» **To do**
Nothing but the lines below from the one that contains "the white fluffy" through the one that contains "of the cloud" should be retyped, exactly and including both ends. Do not include pictures.

» **Given data**
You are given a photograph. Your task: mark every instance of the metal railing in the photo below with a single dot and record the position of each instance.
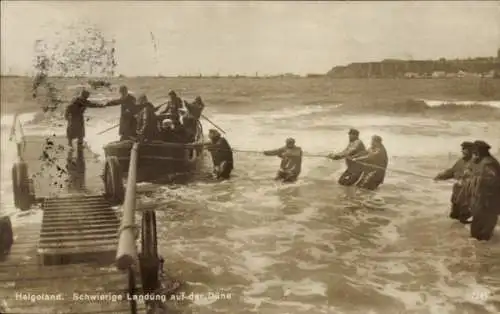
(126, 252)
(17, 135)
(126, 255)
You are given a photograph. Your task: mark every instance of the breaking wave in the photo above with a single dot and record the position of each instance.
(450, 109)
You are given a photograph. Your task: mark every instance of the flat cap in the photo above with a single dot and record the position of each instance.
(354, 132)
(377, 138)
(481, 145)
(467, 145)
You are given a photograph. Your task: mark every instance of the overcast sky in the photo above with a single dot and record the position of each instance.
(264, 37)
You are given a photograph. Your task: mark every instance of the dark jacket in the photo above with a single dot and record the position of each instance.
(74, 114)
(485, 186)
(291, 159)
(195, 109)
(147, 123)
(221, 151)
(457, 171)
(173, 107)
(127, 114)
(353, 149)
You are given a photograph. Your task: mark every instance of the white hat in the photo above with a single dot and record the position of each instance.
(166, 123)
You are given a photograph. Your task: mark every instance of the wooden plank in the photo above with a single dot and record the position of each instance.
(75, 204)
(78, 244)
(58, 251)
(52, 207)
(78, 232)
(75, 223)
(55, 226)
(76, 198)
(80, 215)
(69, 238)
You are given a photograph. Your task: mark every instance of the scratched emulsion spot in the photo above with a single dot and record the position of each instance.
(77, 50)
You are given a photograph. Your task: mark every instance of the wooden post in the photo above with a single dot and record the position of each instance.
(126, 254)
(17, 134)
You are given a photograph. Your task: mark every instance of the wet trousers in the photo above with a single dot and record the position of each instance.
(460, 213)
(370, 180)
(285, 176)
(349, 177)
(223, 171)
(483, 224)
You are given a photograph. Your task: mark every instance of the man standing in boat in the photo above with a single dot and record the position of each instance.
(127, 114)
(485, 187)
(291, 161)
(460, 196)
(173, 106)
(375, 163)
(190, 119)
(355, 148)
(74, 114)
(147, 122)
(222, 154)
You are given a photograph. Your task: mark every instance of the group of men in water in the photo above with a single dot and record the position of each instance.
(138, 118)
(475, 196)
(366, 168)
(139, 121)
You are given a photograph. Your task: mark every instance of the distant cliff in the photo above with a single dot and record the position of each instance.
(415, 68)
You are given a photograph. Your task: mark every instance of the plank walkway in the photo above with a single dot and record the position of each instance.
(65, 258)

---

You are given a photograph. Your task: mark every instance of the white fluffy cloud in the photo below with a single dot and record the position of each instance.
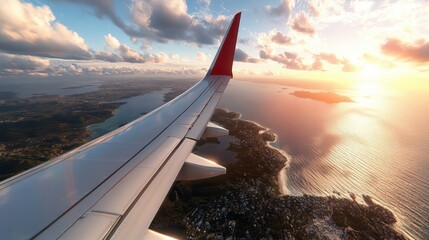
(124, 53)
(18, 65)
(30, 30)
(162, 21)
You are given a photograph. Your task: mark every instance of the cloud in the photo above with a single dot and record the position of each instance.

==

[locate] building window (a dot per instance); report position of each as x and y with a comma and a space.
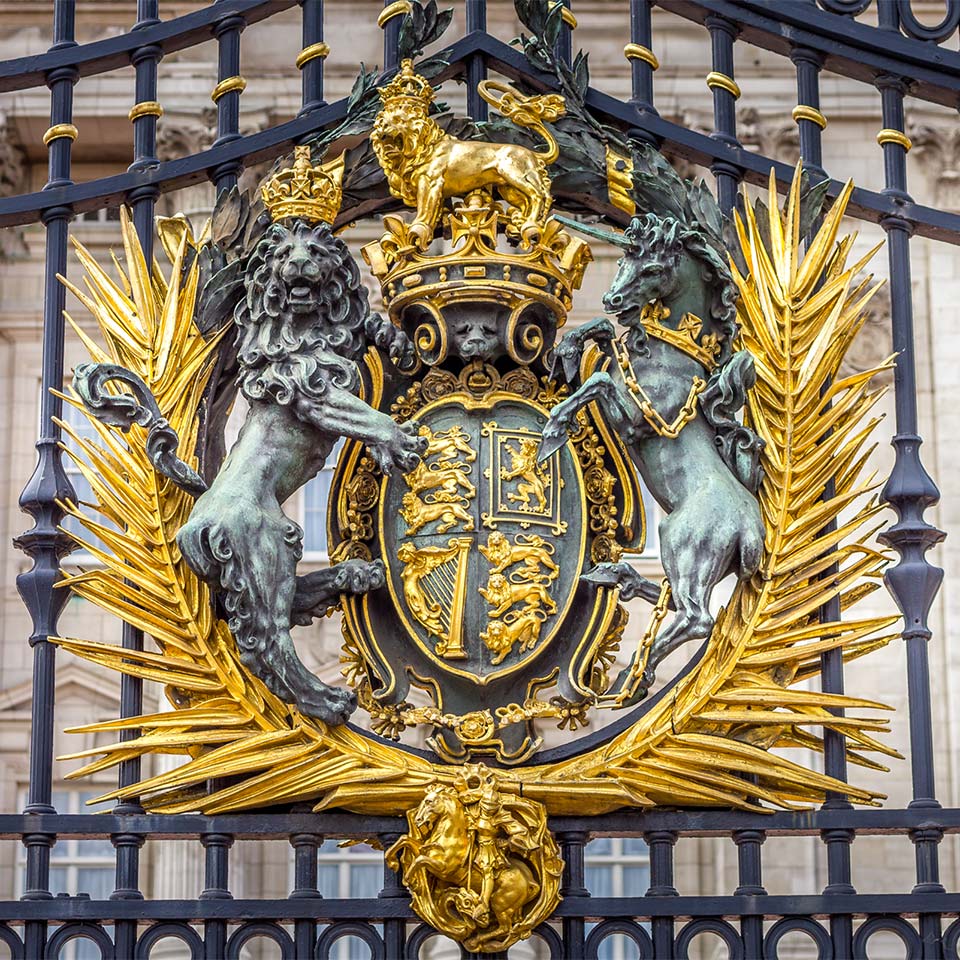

» **Answer for this exercise**
You are given a photograph. Your task: mark every instance of the white fluffy cloud in the photo below with a single dot and record the position of each instance.
(124, 53)
(18, 65)
(30, 30)
(162, 21)
You are given a photograph. Your task: mark every instance of the cloud in the photo above with a single dot and record the position of each instance.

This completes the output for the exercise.